EXCERPTED RECORDS:
______________________________

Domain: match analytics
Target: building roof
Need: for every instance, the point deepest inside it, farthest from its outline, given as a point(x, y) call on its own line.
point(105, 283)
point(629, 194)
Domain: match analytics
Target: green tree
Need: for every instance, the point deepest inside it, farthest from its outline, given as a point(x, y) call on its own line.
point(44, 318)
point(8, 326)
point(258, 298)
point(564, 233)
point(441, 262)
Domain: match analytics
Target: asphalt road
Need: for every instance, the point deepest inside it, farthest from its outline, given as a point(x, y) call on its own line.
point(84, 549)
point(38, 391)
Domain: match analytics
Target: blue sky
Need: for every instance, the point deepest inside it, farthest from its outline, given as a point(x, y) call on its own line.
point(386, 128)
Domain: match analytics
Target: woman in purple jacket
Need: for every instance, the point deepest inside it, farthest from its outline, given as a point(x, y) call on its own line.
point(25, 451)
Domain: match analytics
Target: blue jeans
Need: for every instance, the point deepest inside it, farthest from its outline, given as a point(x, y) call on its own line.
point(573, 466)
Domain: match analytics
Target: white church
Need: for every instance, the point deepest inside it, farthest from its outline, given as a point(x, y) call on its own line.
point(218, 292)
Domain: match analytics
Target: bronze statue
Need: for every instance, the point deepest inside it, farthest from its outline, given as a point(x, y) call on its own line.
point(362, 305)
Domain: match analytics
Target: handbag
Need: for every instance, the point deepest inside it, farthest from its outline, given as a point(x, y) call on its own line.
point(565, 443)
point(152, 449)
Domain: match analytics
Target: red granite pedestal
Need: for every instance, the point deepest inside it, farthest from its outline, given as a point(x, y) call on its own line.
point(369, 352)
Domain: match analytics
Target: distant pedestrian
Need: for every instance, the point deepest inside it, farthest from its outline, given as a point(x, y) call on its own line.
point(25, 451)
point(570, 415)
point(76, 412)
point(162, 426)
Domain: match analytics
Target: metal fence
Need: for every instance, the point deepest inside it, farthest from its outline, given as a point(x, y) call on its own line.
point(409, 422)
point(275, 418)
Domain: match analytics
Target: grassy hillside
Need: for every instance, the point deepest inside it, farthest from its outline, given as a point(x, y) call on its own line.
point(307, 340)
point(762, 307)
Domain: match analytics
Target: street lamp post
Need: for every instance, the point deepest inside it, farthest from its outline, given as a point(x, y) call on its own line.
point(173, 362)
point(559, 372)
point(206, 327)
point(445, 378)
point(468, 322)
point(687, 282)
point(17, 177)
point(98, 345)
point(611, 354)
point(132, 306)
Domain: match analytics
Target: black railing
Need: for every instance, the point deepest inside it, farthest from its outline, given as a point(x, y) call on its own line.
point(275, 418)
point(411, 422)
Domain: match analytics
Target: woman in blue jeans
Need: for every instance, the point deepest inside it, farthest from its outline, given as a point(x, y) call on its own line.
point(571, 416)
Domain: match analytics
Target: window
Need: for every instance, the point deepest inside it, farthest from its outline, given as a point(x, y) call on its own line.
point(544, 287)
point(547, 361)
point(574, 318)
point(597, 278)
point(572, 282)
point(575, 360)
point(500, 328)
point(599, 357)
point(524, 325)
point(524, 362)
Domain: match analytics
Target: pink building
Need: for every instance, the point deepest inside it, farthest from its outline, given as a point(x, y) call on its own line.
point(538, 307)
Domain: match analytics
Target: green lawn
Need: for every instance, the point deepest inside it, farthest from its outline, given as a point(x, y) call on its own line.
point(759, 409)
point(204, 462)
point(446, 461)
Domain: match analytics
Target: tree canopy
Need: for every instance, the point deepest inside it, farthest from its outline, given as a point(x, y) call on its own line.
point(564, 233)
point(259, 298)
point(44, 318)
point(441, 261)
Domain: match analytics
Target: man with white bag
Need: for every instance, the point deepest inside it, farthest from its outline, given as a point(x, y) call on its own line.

______________________________

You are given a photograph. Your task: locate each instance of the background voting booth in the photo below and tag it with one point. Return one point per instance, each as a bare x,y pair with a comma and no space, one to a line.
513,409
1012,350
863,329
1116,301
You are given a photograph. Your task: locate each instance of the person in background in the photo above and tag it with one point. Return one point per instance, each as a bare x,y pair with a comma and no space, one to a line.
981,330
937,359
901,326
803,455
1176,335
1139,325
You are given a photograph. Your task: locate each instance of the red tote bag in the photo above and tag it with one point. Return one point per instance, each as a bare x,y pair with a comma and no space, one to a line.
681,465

______________________________

TASK DESCRIPTION: With the line holding "Target: street lamp post" as the first and the line holding "Target: pink building" as the last, set down that range of the entries above exactly, and nothing else.

WRITTEN SOLUTION:
Target: street lamp post
Need: for every instance, the point deepest inside it, farthest from its outline, given as a point(x, y) call on its own line.
point(173, 362)
point(559, 372)
point(206, 327)
point(445, 378)
point(468, 322)
point(687, 282)
point(17, 177)
point(98, 345)
point(611, 354)
point(132, 306)
Domain: match analytics
Target: black railing
Need: for every instance, the point deepest inside it, farthest from its outline, given as a point(x, y) call on its own line.
point(275, 418)
point(411, 422)
Domain: match analytics
Target: woman in blue jeans
Need: for every instance, the point deepest inside it, farthest from its outline, given as a point(x, y) call on its own line.
point(571, 416)
Domain: match analytics
Target: window
Need: for every instance, the point deepest inside it, farthest from its outline, given as a point(x, y) call on its own line.
point(544, 287)
point(547, 361)
point(574, 318)
point(597, 278)
point(572, 282)
point(575, 360)
point(500, 328)
point(599, 357)
point(524, 325)
point(524, 362)
Domain: match analytics
Target: pink building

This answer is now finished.